:: ABOUT THIS TASK ::
The full set of entries, reproduced exactly, is the expected answer.

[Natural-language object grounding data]
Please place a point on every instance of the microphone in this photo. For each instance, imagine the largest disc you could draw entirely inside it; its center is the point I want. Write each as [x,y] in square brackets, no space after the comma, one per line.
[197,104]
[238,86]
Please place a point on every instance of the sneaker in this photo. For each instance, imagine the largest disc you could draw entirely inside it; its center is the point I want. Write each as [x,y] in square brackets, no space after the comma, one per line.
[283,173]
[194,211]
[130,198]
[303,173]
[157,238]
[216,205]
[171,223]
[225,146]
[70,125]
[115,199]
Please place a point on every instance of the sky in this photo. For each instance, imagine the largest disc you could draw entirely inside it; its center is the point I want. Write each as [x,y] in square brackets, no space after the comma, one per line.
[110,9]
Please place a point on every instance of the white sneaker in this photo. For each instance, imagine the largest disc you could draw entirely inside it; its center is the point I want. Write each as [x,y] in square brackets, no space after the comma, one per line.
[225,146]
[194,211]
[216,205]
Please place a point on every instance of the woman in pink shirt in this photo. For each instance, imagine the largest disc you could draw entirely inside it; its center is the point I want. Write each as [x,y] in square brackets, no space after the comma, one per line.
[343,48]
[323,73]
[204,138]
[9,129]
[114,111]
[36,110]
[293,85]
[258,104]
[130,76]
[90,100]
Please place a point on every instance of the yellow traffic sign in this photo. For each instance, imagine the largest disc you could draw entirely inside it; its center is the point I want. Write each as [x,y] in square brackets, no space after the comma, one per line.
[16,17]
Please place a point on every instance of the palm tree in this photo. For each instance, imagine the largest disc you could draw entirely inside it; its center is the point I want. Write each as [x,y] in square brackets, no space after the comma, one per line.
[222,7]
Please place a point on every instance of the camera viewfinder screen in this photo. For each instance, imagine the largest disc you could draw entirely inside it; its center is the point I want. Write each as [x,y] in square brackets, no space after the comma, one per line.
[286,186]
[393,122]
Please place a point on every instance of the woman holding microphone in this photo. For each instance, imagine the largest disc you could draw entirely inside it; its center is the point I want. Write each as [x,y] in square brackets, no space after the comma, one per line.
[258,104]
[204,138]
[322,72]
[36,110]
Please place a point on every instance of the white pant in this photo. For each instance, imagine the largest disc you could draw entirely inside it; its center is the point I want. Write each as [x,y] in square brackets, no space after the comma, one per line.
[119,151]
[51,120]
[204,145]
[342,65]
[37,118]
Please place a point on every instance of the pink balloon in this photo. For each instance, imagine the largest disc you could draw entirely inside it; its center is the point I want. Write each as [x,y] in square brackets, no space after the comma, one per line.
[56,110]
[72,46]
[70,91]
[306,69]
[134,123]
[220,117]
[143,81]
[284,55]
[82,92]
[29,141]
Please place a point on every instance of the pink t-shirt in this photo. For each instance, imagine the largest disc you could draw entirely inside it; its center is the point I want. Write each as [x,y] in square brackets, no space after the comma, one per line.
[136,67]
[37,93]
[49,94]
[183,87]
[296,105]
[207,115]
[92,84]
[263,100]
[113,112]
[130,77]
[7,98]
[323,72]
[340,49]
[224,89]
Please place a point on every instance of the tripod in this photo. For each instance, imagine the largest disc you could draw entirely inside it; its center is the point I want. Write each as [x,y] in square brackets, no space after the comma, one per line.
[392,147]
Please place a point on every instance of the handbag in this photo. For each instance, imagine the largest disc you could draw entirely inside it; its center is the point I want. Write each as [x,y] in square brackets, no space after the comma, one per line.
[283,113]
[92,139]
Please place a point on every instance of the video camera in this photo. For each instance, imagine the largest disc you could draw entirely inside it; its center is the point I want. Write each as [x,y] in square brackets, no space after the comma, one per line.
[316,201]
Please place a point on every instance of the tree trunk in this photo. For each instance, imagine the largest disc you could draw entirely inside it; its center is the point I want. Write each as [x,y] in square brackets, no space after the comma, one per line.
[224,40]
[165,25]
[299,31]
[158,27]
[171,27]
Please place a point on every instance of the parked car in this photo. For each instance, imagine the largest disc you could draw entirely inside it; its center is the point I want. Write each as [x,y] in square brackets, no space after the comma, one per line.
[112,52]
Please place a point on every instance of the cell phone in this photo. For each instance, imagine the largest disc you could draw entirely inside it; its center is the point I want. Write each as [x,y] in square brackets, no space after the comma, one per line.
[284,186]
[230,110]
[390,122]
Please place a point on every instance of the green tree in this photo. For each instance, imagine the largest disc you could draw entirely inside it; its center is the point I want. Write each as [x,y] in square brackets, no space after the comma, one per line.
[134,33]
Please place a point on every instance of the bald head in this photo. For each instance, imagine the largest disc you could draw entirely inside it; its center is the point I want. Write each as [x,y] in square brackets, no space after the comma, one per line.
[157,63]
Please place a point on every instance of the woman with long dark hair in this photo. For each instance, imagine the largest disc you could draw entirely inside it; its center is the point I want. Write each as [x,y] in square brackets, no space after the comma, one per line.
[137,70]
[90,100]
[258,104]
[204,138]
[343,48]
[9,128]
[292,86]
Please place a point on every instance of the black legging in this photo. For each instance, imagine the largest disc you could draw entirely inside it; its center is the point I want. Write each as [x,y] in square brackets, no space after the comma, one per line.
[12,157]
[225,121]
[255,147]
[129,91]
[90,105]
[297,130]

:: ANSWER BOX ::
Please place a point on every instance of the microphone in this photo. For each instance, imagine the largest disc you could draw entirely inside it; its center is the point I want. Write each as [x,y] in square brackets, no space after the comma, one per line.
[197,104]
[238,86]
Please place a point on every instance of the sneaker in this photo. For each instance, imagine the largest disc you could draw entirely inside it; its center is the point I want. Write each as [x,y] in square brackets, no space after the comma, one per line.
[283,173]
[194,211]
[130,198]
[303,173]
[157,238]
[216,205]
[171,223]
[225,146]
[70,125]
[115,199]
Please place a point on every instance of the sky in this photo. For each instance, imagine the largest disc you could draw entirely inside it; its center is the point I want. Write each as [x,y] in square brackets, no space after the comma, one per line.
[110,9]
Please place a point on every instance of the white sneaker in this photo. For each instance, imagine the largest disc you could draw entirely inside it; its center is the point I want. Write each as [x,y] in square brackets, no space after the comma, one per line.
[225,146]
[194,211]
[216,205]
Please place a point on every instance of the woman in pink shirt in this photo. For each instance, imagine the largest disc you could draw entirely inside it; its center is the point I want. Write each as [x,y] in square brackets, no space after the comma, one per line.
[343,48]
[323,73]
[204,138]
[9,129]
[114,111]
[36,110]
[293,85]
[258,104]
[130,76]
[90,100]
Please place a point on every instance of the yellow traffic sign in this photo. For each instance, imagine the largest disc you could draw entirely inside it; its center is the point I want. Write each as [x,y] in square brackets, no space after the comma, one per line.
[16,17]
Please place a point on every instance of the palm tree in this photo. For each instance, imagine the largest disc you could draw entirely inside it; its center is the point I want. Write each as [x,y] in square brackets, no space after the comma, one per line.
[222,7]
Please place a point on every instance of the camera viewfinder screen in this photo. For each instance, imagine the largest disc you could draw entirely inside it; its center is the point I want. Write each as [x,y] in square brackets, no space after the comma, one per line.
[286,186]
[393,122]
Please place a point on every instance of the woman holding microphone in this photo. For each instance, imagine the largest disc you could draw entirely inside it; its center is the point I want. Write each as [x,y] in square brackets, no space after the comma, one per line.
[258,104]
[204,138]
[322,72]
[36,110]
Please place a point on every instance of the white pant in this photo. For each instance, imagine the largest disc you could draw entirely inside it; its center is the point I want. Write each as [x,y] in square brackets, no space after the comma, one per line.
[119,151]
[51,120]
[204,145]
[342,65]
[37,118]
Please place a point on every instance of the pink balloon in this photo. For each instance, imagine the largest disc you could draw entirely inside it; its center is the point I want. Write each as [x,y] in square brackets, no space after the comma, one per line.
[56,110]
[72,46]
[70,91]
[306,69]
[134,123]
[220,117]
[143,81]
[284,55]
[82,92]
[29,141]
Please place a point on every instance of the pink t-shirt in this photo. For each instance, imagine the largest disc you could draw entirely inside it; its center is the point I want. Write each as [x,y] in square brackets, no space after the comma, one per line.
[136,67]
[37,93]
[49,94]
[183,87]
[296,105]
[207,115]
[92,84]
[263,100]
[113,112]
[130,77]
[7,98]
[323,72]
[340,49]
[224,89]
Please place a point on every instance of the tripod in this photo. For each instance, imagine the largest disc you could draw entirely inside it; its center is the point I want. Write each as [x,y] in square brackets, no space after the comma, one per line.
[392,147]
Please place a point on every instance of the handbag in this photo. For each instance, imagine the largest disc you could draw entirely inside it; its center is the point I want. Write each as [x,y] in square brackets, no space after the comma, one per line.
[283,113]
[92,139]
Please place a point on every instance of the video camera in this photo. For each instance, imagine the largest disc you could draw entirely inside it; its center is the point I want. Write each as [x,y] in square brackets, no space after the comma, one per line.
[316,201]
Please place a point on every instance of the tree trunk in this photo. For each instance, imagine the largest disc you could draw entirely inside it; its center is the point I want. Write each as [x,y] in square brackets, no space after the comma, one per line.
[224,40]
[165,25]
[299,31]
[158,27]
[171,27]
Please place a point on every instance of the parked car in this photo. For each instance, imagine the largest disc you could draw entirely inside it; its center is the point I want. Write each as [x,y] in square brackets, no space after the comma, one per line.
[112,52]
Please place a point on every instance of the cell phone in this photo. For each instance, imagine the largest disc you could draw entirely inside it; its center is the point I want. Write each as [x,y] in square brackets, no space after the comma, one per line.
[284,186]
[230,110]
[390,122]
Please place a point on every instance of the green tree in this photo. For each instance, imagine the largest disc you could draw entirely inside it; its center is the point I want. Write each as [x,y] in square brackets, no space after the comma, one per line.
[134,33]
Please place a point on every instance of the bald head in this photo. For each instance, imagine the largest disc you could draw entirely inside it; its center is the point I want. Write each as [x,y] in square brackets, no space after the comma, one per line.
[157,63]
Please place a point on every instance of the woman with long dark hair in this photo. For each instance, imagine the largest disc you could draw entirely inside it; its center is the point I want. Write each as [x,y] in square brackets, no space after the comma, one per line.
[137,70]
[90,100]
[258,104]
[204,138]
[343,48]
[9,128]
[292,86]
Please place a point on every instance of the black legging in this photo. For each instance, imagine the largest disc you could draw entirely inside it; its center is the point I want. Write each as [x,y] in square brackets, no space after the comma, one per line.
[12,157]
[225,121]
[255,147]
[129,91]
[90,105]
[297,130]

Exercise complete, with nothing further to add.